**EXTRAIT DU DOCUMENT**
Rédigé par | Vendredi 22 Décembre 2017 à 13:00



« L'auteur n'est pas un érudit seulement pour lui-même, c'est un enseignant dans l'âme qui n'aime rien de moins tant que partager son savoir, toujours prêt à se mettre au niveau de connaissance de son interlocuteur », décrit l’évêque d'Oran Jean-Paul Vesco de Jean-Louis Déclais, lui-même au service du diocèse d’Oran, en Algérie, dans la préface de Quand les musulmans lisaient la Bible.

Celui-ci, qui étudie notamment ce qu’est devenue la tradition biblique dans la littérature islamique des histoires des prophètes, invite chacun à une relecture des écrits bibliques à l'aune des textes et exégèses coraniques et vice-versa. Un travail titanesque auquel il s'est attelé de longue date et qu’il compile dans cet ouvrage. Un recueil d'articles captivant à se procurer et qui rappelle que, « en matière de religion, il est des détours qui rapprochent et des raccourcis qui éloignent » des uns et des autres.

Entrées enregistrées

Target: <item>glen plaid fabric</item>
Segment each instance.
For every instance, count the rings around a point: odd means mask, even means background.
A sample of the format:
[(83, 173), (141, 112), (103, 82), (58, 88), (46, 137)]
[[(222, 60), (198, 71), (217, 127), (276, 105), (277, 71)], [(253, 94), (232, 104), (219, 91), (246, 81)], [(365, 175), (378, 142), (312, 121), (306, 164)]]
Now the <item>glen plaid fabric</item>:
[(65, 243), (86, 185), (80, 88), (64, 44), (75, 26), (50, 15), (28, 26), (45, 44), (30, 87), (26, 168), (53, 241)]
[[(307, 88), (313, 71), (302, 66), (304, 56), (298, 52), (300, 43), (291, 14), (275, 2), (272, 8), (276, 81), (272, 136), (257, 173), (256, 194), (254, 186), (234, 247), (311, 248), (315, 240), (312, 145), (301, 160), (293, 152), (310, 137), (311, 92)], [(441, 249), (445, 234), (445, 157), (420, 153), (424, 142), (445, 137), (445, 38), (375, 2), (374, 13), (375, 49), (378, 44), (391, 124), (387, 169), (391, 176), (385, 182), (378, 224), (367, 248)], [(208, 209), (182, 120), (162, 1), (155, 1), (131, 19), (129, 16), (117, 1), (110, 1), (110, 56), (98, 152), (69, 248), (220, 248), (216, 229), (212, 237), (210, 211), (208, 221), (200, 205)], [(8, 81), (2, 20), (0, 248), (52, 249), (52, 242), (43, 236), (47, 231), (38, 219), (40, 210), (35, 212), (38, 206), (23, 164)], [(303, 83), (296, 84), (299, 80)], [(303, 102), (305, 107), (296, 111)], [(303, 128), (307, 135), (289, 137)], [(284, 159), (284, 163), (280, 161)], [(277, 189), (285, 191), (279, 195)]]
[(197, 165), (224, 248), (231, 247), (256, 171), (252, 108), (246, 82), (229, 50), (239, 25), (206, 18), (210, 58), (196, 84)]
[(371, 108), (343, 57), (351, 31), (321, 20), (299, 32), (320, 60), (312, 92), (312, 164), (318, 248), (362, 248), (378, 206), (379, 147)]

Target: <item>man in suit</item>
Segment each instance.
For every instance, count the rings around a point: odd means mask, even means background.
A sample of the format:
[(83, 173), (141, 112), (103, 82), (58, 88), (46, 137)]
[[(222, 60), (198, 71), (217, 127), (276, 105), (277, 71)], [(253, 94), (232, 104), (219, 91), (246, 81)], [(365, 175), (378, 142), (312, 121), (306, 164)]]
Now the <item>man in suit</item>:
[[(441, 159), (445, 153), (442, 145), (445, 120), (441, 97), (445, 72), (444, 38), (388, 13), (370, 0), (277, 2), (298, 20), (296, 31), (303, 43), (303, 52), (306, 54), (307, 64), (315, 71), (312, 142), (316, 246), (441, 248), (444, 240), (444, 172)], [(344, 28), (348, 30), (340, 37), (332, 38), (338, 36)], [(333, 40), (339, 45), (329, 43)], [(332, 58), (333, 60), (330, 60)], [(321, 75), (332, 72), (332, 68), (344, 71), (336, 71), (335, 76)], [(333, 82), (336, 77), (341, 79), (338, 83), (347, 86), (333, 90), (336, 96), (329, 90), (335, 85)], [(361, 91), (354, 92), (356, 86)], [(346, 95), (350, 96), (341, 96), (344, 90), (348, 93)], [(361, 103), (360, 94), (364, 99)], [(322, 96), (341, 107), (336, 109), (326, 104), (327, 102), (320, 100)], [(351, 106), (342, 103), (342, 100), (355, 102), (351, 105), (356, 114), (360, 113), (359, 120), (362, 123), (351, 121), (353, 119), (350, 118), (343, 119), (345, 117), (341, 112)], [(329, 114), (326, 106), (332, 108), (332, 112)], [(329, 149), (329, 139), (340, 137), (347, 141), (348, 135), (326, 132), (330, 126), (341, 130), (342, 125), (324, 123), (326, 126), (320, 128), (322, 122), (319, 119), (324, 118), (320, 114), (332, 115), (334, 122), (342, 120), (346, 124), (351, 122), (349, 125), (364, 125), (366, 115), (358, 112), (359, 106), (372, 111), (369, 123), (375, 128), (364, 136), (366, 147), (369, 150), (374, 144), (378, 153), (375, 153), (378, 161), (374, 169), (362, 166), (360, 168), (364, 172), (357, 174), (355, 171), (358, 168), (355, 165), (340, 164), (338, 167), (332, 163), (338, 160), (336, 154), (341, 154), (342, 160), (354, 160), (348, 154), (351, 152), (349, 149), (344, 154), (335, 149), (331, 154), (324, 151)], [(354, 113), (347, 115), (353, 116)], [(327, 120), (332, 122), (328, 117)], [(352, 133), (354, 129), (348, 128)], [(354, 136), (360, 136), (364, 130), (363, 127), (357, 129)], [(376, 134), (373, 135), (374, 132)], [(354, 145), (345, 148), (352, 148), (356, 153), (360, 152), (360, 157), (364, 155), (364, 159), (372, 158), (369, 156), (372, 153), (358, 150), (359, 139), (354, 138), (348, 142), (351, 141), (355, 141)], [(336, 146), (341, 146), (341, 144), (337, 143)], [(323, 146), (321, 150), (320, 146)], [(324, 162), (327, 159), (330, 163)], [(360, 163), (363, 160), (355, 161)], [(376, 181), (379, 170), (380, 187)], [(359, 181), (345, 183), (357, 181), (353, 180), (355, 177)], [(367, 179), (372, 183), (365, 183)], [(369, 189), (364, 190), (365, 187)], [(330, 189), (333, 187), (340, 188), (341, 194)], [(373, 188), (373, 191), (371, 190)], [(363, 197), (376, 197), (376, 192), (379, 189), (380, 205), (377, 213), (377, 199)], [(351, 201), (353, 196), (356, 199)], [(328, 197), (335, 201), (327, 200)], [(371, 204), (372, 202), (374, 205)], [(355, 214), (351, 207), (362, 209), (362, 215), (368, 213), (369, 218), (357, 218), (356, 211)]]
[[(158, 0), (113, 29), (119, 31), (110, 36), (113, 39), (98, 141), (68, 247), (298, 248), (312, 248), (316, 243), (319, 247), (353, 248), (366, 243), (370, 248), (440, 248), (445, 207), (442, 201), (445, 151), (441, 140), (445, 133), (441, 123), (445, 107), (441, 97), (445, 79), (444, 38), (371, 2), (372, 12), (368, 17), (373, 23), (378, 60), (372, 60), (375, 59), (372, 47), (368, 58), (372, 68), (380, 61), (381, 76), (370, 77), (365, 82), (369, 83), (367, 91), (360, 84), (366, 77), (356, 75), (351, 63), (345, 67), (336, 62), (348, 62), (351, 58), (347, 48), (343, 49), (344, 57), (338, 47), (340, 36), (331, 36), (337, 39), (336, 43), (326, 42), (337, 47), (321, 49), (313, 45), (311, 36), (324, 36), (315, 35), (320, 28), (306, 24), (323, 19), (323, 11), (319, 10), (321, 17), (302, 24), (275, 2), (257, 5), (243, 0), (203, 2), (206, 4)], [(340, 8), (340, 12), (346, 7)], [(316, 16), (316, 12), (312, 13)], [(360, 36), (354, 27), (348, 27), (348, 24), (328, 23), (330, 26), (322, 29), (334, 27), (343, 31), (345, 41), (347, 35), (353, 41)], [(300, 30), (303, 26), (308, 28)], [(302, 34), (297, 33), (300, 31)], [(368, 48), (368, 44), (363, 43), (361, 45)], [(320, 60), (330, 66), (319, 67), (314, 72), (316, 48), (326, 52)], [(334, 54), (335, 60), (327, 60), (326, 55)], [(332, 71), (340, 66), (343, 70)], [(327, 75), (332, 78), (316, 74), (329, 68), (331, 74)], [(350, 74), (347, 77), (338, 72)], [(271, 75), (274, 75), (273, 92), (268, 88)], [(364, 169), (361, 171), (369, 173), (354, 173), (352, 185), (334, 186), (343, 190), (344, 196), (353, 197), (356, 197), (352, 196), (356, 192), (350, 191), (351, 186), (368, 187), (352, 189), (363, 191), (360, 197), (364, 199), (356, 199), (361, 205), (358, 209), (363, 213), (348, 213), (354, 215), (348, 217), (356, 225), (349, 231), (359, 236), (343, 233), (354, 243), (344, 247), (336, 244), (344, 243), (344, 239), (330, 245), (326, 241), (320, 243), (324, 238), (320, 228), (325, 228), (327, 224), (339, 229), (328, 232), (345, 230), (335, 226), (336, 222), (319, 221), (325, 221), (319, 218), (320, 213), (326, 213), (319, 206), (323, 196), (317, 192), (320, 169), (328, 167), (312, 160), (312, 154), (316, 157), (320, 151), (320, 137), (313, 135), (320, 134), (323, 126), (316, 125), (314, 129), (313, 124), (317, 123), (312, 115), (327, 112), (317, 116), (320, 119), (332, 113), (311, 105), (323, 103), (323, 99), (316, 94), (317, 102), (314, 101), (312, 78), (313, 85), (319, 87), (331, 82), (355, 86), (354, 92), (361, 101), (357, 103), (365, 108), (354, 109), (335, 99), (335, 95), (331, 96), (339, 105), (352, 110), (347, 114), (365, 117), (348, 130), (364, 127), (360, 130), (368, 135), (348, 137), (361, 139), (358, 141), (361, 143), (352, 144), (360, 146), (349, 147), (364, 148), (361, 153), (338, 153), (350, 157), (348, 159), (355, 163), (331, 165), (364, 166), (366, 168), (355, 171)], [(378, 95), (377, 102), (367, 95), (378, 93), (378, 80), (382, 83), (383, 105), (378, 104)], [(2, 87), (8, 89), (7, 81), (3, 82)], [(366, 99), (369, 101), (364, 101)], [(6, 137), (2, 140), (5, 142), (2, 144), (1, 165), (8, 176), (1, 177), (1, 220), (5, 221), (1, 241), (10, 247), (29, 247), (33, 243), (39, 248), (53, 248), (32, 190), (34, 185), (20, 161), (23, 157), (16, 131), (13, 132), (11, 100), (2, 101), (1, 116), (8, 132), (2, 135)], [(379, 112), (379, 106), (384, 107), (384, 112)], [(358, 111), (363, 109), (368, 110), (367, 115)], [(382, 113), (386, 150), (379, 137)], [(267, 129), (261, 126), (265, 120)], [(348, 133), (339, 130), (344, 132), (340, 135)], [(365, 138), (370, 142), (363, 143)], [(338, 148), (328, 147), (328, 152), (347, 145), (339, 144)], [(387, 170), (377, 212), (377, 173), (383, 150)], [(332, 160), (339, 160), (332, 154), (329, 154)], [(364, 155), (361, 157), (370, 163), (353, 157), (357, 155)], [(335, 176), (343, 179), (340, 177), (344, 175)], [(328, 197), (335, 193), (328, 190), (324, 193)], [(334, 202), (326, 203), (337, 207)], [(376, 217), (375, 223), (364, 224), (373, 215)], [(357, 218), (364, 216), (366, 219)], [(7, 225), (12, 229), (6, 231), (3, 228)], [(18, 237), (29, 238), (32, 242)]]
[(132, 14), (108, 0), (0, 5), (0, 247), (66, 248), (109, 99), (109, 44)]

**CONSIGNE**
Recopiez le passage du texte sur le livre de Jean-Louis Déclais compris entre « Celui-ci, qui étudie » et « et des autres. », bornes incluses, en substituant « colossal » à « titanesque ». Les entrées n'ont aucun lien avec le texte.

**RÉPONSE**
Celui-ci, qui étudie notamment ce qu’est devenue la tradition biblique dans la littérature islamique des histoires des prophètes, invite chacun à une relecture des écrits bibliques à l'aune des textes et exégèses coraniques et vice-versa. Un travail colossal auquel il s'est attelé de longue date et qu’il compile dans cet ouvrage. Un recueil d'articles captivant à se procurer et qui rappelle que, « en matière de religion, il est des détours qui rapprochent et des raccourcis qui éloignent » des uns et des autres.